▶ TESTO DELLA PAGINA
──────────

Petrolio in calo nonostante l’alta tensione tra Iran e Israele. Il rischio di escalation resta elevato

Nonostante le crescenti tensioni in Medio Oriente, i mercati petroliferi si mantengono prudenti. Il Brent ha chiuso la settimana in calo del 2,4%, scendendo a 76,96 dollari al barile, anche se resta in territorio positivo su base settimanale con un guadagno vicino al 4%.

A frenare la corsa del greggio è stata la decisione della Casa Bianca di prendersi ancora due settimane per valutare un possibile coinvolgimento diretto nel conflitto tra Iran e Israele, smorzando momentaneamente i timori degli investitori.

Giovedì i mercati hanno registrato un’impennata dei prezzi di quasi il 3% dopo il bombardamento israeliano su presunti obiettivi nucleari in Iran. Teheran ha risposto lanciando droni e missili verso Israele, alimentando uno scontro diretto giunto ormai al settimo giorno, senza segnali di tregua.

──────────

▶ RIGHE
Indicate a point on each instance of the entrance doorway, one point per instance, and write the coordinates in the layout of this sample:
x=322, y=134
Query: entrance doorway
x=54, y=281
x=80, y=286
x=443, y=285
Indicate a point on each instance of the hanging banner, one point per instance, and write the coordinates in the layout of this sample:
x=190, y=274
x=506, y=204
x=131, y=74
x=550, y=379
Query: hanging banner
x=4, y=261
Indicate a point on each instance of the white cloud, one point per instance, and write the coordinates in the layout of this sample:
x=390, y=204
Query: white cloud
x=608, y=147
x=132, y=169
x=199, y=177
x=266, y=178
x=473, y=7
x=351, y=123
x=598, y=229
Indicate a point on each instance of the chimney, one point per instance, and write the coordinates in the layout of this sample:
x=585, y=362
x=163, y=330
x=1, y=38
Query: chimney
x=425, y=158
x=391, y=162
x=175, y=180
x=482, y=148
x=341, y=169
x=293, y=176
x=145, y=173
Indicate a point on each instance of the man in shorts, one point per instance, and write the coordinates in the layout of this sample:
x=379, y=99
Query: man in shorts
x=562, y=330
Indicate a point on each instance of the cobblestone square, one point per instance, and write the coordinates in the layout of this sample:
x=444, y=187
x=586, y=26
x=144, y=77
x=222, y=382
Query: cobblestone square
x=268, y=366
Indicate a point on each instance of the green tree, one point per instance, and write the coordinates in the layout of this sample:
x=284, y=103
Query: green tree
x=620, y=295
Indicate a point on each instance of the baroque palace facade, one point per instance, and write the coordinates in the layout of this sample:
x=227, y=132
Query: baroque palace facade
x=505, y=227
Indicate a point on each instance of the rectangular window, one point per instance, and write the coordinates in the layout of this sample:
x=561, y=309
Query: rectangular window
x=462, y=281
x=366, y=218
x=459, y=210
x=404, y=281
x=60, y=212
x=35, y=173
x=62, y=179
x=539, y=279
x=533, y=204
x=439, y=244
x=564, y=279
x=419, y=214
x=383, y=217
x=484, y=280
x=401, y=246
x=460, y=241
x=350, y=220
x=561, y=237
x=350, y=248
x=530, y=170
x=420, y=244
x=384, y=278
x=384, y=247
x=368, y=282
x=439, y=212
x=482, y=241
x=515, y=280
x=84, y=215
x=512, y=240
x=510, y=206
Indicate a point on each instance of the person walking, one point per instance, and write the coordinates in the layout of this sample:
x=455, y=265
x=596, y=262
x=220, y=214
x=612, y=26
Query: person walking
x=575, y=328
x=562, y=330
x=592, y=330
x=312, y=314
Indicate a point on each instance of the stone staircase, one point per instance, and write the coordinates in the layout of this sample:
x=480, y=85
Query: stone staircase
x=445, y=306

──────────

▶ ISTRUZIONI E REQUISITI
Traduci in inglese la seguente frase del testo sul prezzo del petrolio: «Il Brent ha chiuso la settimana in calo del 2,4%, scendendo a 76,96 dollari al barile, anche se resta in territorio positivo su base settimanale con un guadagno vicino al 4%.»

▶ RISPOSTA ESERCIZIO
Brent closed the week down 2.4%, falling to $76.96 a barrel, although it remains in positive territory on a weekly basis with a gain of nearly 4%.